TASK 1 —
Using the sphere problem, say whether each statement is true: (a) the radius rate is asked for at a volume of 288π cm³; (b) the solution finds a radius of 9; (c) the solution picks option (d). Answer yes or no for each, quoting the words that decide it.

PAGE EXCERPT —
============

Question:
The volume of a sphere is increasing at the rate of $4 \pi \mathrm{cm}^{3} / \mathrm{sec}$. The rate of increase of the radius when the volume is $288 \pi \mathrm{cm}^{3}$, is
(a) $1 / 4$
(b) $1 / 12$
(c) $1 / 36$
(d) $1 / 9$
Solution:
(c) $1 / 36$
Let $r$ be the radius and $V$ be the volume of the sphere at any time $t$. Then,
$V=\frac{4}{3} \pi r^{3}$
$\Rightarrow \frac{4}{3} \pi r^{3}=288 \pi$
$\Rightarrow r^{3}=\frac{288 \times 3}{4}$
$\Rightarrow r^{3}=216$
$\Rightarrow r=6$
$\Rightarrow \frac{d V}{d t}=4 \pi r^{2} \frac{d r}{d t}$
$\Rightarrow \frac{d V}{d t}=4 \pi(6)^{2} \frac{d r}{d t}$
$\Rightarrow 4 \pi=144 \pi \frac{d r}{d t}$
$\Rightarrow \frac{d r}{d t}=\frac{1}{36}$

============

RECORDED DATA —
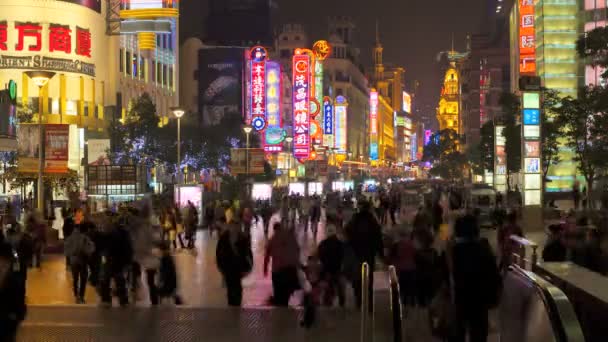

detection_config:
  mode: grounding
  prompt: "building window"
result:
[118,49,125,73]
[125,51,131,75]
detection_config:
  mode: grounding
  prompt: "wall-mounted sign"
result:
[524,109,540,125]
[335,104,348,153]
[369,89,378,160]
[292,54,311,159]
[524,125,540,139]
[524,141,540,158]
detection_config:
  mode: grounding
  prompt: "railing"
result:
[499,265,585,342]
[510,235,538,271]
[388,266,403,342]
[360,262,370,342]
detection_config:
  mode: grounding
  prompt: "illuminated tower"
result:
[437,62,460,134]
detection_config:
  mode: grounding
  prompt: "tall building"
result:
[204,0,273,46]
[437,62,461,134]
[323,17,369,160]
[0,0,179,136]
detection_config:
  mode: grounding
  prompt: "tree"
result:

============

TASK 2 —
Turn every line of the labeling rows above, from the first "detection_config:" through the last "result:", into a numbered list. Skip blank lines and leave out the picture.

CORRECT ANSWER 1 —
(a) Yes: "when the volume is $288 \pi \mathrm{cm}^{3}$"
(b) No: "$\Rightarrow r=6$"
(c) No: "(c) $1 / 36$"

CORRECT ANSWER 2 —
1. detection_config:
2.   mode: grounding
3.   prompt: "building window"
4. result:
5. [118,49,125,73]
6. [125,51,131,75]
7. detection_config:
8.   mode: grounding
9.   prompt: "wall-mounted sign"
10. result:
11. [524,109,540,125]
12. [335,104,348,153]
13. [369,89,378,160]
14. [292,54,311,159]
15. [524,125,540,139]
16. [524,141,540,158]
17. detection_config:
18.   mode: grounding
19.   prompt: "railing"
20. result:
21. [499,265,585,342]
22. [510,235,538,271]
23. [388,266,403,342]
24. [360,262,370,342]
25. detection_config:
26.   mode: grounding
27.   prompt: "illuminated tower"
28. result:
29. [437,62,460,134]
30. detection_config:
31.   mode: grounding
32.   prompt: "tall building"
33. result:
34. [204,0,273,46]
35. [437,62,461,134]
36. [323,17,369,160]
37. [0,0,179,136]
38. detection_config:
39.   mode: grounding
40.   prompt: "tree"
41. result:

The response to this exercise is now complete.